Task to carry out
Return verbatim the portion of the material below that starts at the line containing "like [(221, 89)]" and ends at its last line.

Data to examine
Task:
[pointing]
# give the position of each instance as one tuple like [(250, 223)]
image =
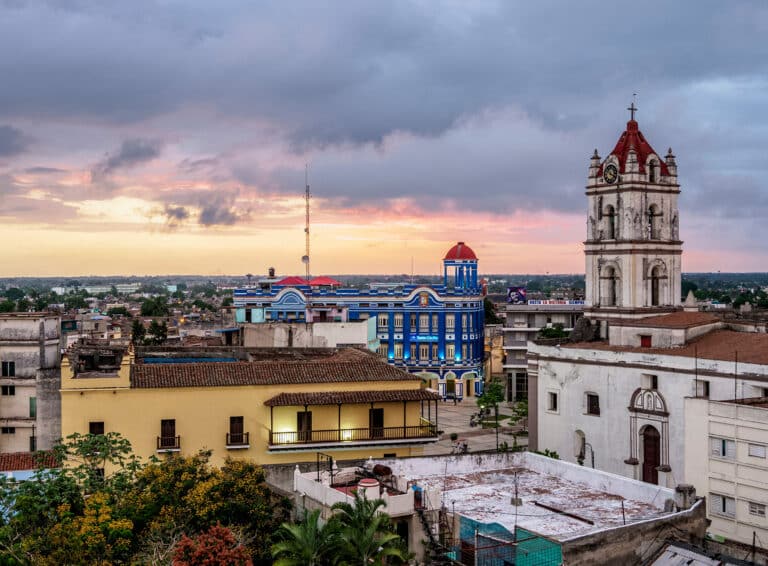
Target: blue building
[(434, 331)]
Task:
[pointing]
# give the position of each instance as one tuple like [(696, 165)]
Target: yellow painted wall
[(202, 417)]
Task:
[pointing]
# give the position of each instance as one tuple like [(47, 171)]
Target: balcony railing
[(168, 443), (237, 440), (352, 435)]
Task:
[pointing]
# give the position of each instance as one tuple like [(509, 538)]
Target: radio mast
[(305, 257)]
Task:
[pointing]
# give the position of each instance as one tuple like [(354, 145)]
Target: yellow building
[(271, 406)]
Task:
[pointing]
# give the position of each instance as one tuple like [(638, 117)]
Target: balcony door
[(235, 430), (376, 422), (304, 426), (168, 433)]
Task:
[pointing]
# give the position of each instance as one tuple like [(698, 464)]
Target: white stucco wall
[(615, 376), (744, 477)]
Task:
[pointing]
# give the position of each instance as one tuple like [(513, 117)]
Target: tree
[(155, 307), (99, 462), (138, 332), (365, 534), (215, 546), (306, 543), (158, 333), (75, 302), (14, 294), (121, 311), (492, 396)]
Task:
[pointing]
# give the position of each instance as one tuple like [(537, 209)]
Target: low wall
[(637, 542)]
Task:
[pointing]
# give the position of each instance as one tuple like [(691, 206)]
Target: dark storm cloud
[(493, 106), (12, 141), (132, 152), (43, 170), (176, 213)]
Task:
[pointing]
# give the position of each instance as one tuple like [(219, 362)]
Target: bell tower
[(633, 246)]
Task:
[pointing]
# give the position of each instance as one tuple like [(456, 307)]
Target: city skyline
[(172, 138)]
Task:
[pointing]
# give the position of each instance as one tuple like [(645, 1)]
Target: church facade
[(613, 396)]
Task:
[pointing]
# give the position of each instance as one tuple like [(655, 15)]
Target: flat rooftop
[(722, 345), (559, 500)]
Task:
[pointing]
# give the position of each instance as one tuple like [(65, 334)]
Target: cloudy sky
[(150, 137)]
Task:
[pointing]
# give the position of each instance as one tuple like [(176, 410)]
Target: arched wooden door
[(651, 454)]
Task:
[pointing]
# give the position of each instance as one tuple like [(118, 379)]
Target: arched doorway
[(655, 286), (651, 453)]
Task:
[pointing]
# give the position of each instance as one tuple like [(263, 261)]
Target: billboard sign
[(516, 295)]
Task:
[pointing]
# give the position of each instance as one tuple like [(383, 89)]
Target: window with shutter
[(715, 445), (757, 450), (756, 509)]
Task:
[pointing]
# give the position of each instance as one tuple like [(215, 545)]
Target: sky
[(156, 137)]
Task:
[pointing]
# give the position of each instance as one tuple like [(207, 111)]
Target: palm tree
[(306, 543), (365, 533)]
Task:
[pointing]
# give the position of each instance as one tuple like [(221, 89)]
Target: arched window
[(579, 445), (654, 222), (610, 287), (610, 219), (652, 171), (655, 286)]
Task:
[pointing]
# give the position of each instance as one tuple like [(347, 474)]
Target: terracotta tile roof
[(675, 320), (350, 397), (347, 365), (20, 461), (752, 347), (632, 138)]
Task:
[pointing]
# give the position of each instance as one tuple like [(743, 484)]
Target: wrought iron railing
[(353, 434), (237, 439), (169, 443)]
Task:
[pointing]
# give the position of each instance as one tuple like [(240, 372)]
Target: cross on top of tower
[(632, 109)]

Task response
# give the position of each instance as one tuple like [(221, 89)]
Target: arched window
[(579, 445), (654, 222), (610, 287), (610, 219), (652, 171), (655, 286)]
Task:
[pointing]
# give the position of each instance as one tuple like [(347, 474)]
Target: terracotta tile roof
[(675, 320), (350, 397), (347, 365), (20, 461), (752, 347), (632, 138)]
Task:
[pointing]
# give the position of each instance as one tuple like [(743, 484)]
Target: wrought iron railing
[(353, 434), (237, 439), (169, 443)]
Task:
[pointing]
# give the position of each instance as one tuple like [(240, 372)]
Target: cross on top of tower
[(632, 109)]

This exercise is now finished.